**Record excerpts**
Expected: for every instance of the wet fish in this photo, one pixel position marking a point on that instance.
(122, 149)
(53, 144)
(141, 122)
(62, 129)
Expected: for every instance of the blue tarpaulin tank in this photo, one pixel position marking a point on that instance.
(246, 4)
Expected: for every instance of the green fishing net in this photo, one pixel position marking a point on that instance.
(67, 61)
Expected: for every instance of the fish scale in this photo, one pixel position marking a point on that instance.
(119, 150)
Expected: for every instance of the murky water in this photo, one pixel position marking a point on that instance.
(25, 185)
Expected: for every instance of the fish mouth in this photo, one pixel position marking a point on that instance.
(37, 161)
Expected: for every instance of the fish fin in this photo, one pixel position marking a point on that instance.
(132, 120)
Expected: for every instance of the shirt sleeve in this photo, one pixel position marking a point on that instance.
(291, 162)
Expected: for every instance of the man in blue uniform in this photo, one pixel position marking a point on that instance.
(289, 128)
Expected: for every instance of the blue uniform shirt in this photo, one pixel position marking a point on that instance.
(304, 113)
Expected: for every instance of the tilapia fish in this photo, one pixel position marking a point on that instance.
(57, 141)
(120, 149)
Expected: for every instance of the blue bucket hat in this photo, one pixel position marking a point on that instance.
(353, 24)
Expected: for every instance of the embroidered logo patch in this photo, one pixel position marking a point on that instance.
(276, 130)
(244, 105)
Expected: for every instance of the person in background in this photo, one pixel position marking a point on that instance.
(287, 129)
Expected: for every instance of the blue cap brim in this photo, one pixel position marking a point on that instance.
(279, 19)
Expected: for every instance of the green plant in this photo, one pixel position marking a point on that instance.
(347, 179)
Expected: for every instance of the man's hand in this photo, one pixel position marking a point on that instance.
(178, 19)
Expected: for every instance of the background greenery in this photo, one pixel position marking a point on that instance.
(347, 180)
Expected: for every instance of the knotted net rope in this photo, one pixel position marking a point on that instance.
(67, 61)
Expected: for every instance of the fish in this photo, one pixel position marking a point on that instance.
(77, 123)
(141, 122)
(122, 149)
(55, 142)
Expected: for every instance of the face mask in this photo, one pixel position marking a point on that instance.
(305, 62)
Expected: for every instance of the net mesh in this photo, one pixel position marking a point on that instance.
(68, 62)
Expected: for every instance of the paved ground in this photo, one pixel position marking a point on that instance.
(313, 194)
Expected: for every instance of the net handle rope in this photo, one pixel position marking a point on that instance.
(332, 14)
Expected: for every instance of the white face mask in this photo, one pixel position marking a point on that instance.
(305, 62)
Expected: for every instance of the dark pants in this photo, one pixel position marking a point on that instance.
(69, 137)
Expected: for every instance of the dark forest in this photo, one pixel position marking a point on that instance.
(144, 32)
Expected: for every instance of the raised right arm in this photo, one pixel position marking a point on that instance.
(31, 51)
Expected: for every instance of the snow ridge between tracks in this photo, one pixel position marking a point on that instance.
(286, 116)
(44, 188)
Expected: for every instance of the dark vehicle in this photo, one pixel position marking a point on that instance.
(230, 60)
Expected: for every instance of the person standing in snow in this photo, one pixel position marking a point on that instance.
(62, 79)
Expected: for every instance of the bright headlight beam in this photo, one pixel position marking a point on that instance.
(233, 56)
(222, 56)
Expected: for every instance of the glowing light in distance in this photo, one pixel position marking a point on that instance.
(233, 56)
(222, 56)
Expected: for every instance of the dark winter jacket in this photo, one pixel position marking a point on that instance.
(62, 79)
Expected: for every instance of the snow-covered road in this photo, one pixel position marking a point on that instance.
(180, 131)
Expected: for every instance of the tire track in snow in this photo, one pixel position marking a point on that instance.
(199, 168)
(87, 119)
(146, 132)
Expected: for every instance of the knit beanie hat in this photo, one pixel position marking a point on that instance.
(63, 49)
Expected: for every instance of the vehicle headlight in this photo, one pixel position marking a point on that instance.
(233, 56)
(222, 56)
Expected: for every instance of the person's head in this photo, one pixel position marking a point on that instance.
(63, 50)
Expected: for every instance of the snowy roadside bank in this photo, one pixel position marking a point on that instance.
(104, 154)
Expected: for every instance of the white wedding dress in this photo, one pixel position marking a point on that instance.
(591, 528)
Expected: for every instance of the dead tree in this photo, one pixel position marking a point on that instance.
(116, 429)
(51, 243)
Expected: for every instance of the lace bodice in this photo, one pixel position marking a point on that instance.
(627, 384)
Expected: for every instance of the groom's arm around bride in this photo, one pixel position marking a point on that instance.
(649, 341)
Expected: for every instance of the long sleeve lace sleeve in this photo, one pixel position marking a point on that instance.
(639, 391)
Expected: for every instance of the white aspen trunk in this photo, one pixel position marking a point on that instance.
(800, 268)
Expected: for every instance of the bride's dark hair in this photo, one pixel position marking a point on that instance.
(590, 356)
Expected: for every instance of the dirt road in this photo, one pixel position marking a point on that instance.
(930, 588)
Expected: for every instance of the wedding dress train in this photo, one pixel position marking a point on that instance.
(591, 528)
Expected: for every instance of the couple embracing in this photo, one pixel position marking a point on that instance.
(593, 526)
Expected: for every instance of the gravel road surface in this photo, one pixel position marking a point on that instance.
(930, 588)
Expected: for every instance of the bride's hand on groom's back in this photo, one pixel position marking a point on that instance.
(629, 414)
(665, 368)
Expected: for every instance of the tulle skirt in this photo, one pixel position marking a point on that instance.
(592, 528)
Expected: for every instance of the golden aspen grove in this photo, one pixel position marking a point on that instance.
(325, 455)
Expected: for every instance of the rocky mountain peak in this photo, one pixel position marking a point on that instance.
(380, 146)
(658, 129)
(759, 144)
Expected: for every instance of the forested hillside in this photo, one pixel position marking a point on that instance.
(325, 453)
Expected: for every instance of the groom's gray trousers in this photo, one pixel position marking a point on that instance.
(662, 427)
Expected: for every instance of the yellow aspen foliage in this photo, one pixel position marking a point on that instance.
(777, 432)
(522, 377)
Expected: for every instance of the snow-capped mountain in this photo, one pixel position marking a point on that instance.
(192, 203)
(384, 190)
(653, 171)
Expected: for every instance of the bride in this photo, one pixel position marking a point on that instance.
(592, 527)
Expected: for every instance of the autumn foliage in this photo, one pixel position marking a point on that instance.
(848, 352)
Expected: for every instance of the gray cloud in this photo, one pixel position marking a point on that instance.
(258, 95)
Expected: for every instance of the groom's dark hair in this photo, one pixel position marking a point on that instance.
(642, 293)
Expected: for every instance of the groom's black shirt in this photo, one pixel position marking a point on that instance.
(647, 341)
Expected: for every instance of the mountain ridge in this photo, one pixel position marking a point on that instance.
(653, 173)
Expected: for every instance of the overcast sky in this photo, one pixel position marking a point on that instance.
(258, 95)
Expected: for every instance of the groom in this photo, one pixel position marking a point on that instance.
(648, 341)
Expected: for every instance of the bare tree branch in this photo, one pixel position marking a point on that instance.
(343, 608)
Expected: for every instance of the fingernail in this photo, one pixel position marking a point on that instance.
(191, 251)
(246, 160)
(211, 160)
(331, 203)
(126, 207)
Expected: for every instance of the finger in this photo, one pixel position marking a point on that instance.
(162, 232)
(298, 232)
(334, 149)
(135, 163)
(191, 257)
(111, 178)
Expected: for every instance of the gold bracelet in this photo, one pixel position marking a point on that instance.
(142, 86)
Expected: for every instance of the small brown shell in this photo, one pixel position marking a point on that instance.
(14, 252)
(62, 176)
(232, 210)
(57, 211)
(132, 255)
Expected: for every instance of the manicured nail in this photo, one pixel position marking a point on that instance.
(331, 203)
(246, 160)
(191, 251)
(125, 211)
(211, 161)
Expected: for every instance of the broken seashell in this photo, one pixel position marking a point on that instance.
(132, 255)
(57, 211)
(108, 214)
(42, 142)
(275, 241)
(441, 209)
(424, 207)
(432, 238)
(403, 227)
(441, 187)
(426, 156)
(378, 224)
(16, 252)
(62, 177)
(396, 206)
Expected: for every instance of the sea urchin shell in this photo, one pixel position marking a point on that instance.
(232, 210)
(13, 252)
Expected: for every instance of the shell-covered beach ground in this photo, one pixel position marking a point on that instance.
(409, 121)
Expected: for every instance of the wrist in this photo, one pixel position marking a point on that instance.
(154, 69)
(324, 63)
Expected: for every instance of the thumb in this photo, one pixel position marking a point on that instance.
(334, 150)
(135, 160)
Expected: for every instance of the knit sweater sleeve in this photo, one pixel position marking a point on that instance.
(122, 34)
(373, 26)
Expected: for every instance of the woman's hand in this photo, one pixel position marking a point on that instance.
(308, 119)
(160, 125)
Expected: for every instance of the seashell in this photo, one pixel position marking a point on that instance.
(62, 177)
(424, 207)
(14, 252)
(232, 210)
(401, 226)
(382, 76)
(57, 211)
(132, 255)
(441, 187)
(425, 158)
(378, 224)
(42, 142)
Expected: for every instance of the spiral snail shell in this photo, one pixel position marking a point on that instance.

**What is needed**
Which lines run from the one containing "Expected: for every instance of the knit sweater" to the end of the entries above? Quote exactly those, and only those.

**Answer to this task**
Expected: for every instance of the knit sweater sleeve in this photo, one pixel position marking a point on that instance.
(122, 34)
(373, 26)
Expected: for every instance of the woman's hand in this photo, one pixel position marking a point on that instance.
(308, 119)
(160, 125)
Expected: for every instance of the seashell in this photo, one pixel position marking a point on that instance.
(62, 177)
(424, 207)
(14, 252)
(232, 210)
(401, 226)
(382, 76)
(57, 211)
(132, 255)
(441, 187)
(425, 158)
(378, 224)
(42, 142)
Expected: for every instance of the spiral snail shell in this photo, one pixel position marking a point on that instance.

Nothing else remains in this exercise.